* **設問**:
• 1. 以下の脇差の解説文を読んで、次の問いに答えてください。
(a) 刃長は何センチですか。
(b) 棟はどんな造りですか。
(c) 備中守清宣の父は誰ですか。
• 2. 以下の脇差の解説文から、「江戸期に入り、各地へ散らばる」から「本脇差、では見てみましょう。」までを、両端も含めてそのまま書き出してください。
• 3. 以下の脇差の解説文を、最後の文のあとから続けて書いてください。

* **本文**:
刃長:54.2 cm 反:1.5 cm 元幅:3.24 cm 先幅:2.30 cm 重ね:0.82 cm 目釘孔:2つ

体配
本造、庵棟、生中心、鑢目は勝手下。
地肌
板目に小板目が交じり、よく詰んで杢目も出る。鎬地・棟寄りは柾目になる。
刃文
焼幅やや狭く、物打までは少し乱れ心の中直刃、その上は緩い弯乱にり、所々に喰違刃があらわれる。匂口は小沸出来でやや締まり心。ほつれ気味に小沸が絡み、小足が頻りに所作する。
鋩子
直調に入り、金筋・砂流の所作を伴って、掃掛風になる。返は浅い。
備中守藤原清宣 於美濃関以南蛮鉄作之

江戸期に入り、各地へ散らばる美濃刀工にあって関の地にとどまり作刀を続けた一人である備中守清宣。美濃関七流・徳永派で父は初代・近江守清宣です。・・・本阿弥光遜は「日本刀の掟と特徴」の中で、新刀期の美濃刀工を「・・・先祖の作風ある刀匠も挙げて説くべき事柄も無く、古刀期の美濃伝の作風を踏襲したに過ぎない。・・・」と作域を載せることもなく、あっさりと切り捨てています。本脇差もそうなのでしょうか? その前に、本脇差に刻られた「於美濃関以南蛮鉄作之」の文字が気になります。美濃にもあったのですね、南蛮鉄が。まあ、越前の康継にあったのですから、美濃には無いとは言えませんが、当時、南蛮鉄を入手できたということは、清宣もそれなりの刀工だったということでしょう。ちなみに同じ刻銘で五の目乱の作が同工にあるようですので、本脇差はその一振ということになります。その貴重な南蛮鉄で鍛えた本脇差、では見てみましょう。

* **データ一覧**:
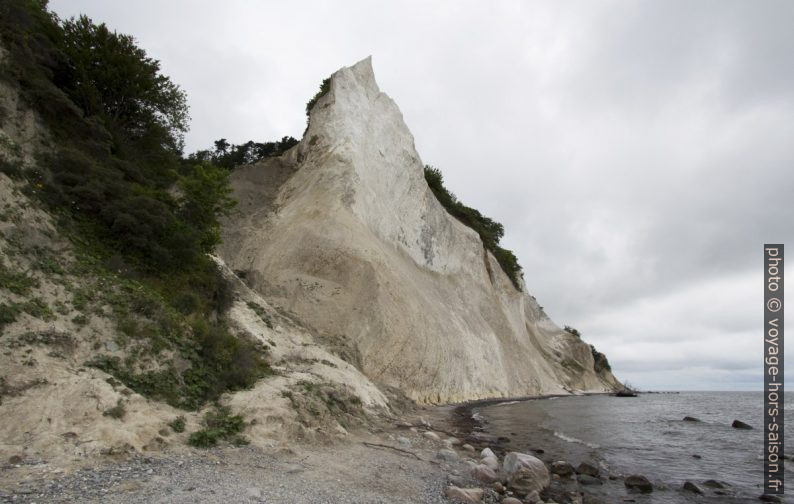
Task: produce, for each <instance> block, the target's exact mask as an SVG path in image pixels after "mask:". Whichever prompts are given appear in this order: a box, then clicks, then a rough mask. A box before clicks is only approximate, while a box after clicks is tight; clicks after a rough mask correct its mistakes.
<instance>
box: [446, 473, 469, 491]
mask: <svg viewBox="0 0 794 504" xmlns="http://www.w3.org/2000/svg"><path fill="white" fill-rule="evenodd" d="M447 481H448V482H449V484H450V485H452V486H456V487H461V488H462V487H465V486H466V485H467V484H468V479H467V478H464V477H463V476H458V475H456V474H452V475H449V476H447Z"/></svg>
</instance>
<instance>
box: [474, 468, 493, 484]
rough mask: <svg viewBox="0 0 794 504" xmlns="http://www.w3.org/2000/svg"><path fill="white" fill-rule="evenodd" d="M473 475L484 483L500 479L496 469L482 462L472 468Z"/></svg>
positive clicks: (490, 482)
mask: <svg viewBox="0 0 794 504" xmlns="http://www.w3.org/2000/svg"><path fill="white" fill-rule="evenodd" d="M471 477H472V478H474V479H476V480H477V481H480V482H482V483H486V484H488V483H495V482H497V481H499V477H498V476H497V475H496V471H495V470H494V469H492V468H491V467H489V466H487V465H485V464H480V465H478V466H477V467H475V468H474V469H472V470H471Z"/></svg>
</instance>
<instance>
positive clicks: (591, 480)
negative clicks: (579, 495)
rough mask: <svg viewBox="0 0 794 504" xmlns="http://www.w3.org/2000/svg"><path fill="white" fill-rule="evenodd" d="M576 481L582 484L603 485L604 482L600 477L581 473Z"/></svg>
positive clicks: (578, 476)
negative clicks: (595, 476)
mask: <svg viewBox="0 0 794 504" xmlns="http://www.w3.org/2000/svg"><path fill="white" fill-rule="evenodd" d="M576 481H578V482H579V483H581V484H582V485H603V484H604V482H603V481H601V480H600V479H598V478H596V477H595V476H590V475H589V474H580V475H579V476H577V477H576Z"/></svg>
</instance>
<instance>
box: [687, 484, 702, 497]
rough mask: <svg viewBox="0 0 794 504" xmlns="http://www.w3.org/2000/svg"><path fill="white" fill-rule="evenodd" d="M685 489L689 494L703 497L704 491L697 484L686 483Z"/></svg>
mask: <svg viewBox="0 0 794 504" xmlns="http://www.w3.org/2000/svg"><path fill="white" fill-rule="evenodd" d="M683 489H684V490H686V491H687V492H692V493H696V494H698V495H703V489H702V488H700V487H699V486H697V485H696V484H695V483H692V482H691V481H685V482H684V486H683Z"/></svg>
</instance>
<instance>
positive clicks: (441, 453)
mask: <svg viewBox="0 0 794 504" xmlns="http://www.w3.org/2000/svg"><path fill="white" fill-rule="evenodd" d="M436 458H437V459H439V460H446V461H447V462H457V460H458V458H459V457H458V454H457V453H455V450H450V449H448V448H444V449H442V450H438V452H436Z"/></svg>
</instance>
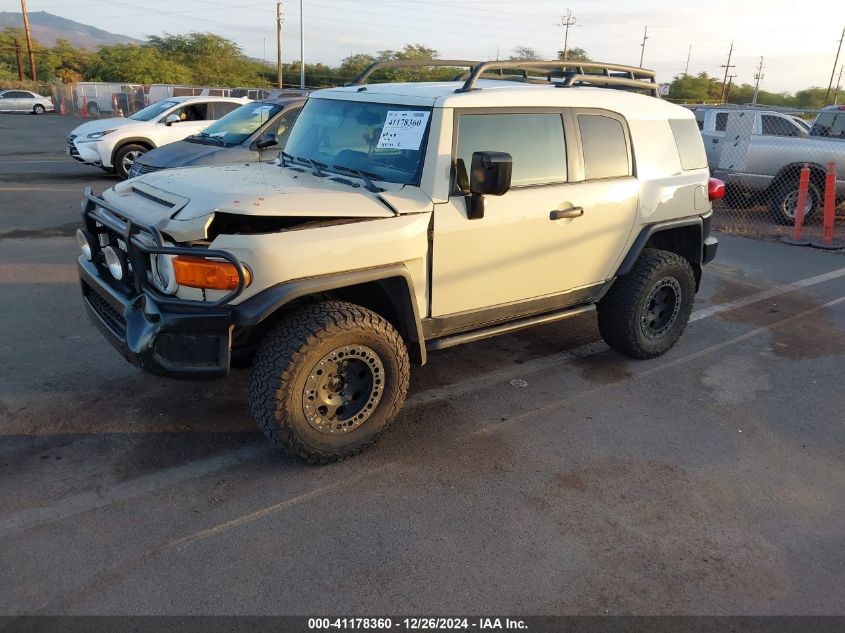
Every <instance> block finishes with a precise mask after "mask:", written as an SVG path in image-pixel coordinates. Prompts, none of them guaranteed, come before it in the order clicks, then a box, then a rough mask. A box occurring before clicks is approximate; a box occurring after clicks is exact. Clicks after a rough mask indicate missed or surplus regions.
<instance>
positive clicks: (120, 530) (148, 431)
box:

* **設問ごとの答え**:
• 1.
(a) 54.2 cm
(b) 庵棟
(c) 初代・近江守清宣

• 2.
江戸期に入り、各地へ散らばる美濃刀工にあって関の地にとどまり作刀を続けた一人である備中守清宣。美濃関七流・徳永派で父は初代・近江守清宣です。・・・本阿弥光遜は「日本刀の掟と特徴」の中で、新刀期の美濃刀工を「・・・先祖の作風ある刀匠も挙げて説くべき事柄も無く、古刀期の美濃伝の作風を踏襲したに過ぎない。・・・」と作域を載せることもなく、あっさりと切り捨てています。本脇差もそうなのでしょうか? その前に、本脇差に刻られた「於美濃関以南蛮鉄作之」の文字が気になります。美濃にもあったのですね、南蛮鉄が。まあ、越前の康継にあったのですから、美濃には無いとは言えませんが、当時、南蛮鉄を入手できたということは、清宣もそれなりの刀工だったということでしょう。ちなみに同じ刻銘で五の目乱の作が同工にあるようですので、本脇差はその一振ということになります。その貴重な南蛮鉄で鍛えた本脇差、では見てみましょう。

• 3.
反はややありますが、元先に少し差のある中切先、重は厚めでかなりガッシリとした印象です。総体に寛文新刀の姿と言って良いかと思います。状態は踏張および切先の松葉角も張って極めて健全です。地肌は、板目をよく詰んで小板目に見える個所もあり、それに杢目が交じります。この杢目が交じるあたりは美濃らしいかもしれませんね。総体に流れ心ですが肌立っているわけではなく、よく詰んで綺麗な地肌をしています。もちろん、美濃ですから鎬地は柾目ではっきりと見てとれます(ただ、新刀の鎬地・棟寄りは柾目になるの一般的で、美濃だからというわけではありません)。その地肌に焼かれた刃文は中直刃に小弯。単純そうに見えて匂口の様相は働きが豊富です。小沸出来でほつれ気味の匂口に小足が仕切りに所作します。さらに小規模な喰違刃が至る所に現れて、なかなか見所が豊富です。焼幅はやや狭めですが、物打から先が弯になり、二重刃を伴った鋩子に繋がります。ユニークです。そして表裏も揃った形状・・・まさに美濃風新刀特伝といってよい作域です。この喰違刃風の所作を美濃らしいととるかどうかは愚問でしょう。(本阿弥光遜が、このへんまで突っ込んで取り上げてくれていたらよかったのですが、なにぶん「日本刀の掟と特徴」は新刀と新々刀の解説には力を入れなかったようなので仕方ありません。)ただ、新刀特伝らしからぬ所作を敢えてあげるなら焼幅ぐらいで、少し狭めの焼幅がちょっと垢抜けない感じもします。逆に言えば、そこが魅力の一つでもあるのですが、皆さんはどう感じるでしょうか。あ、ちなみに、美濃にありがちな白気移は本脇差には出ていません(と思われます)。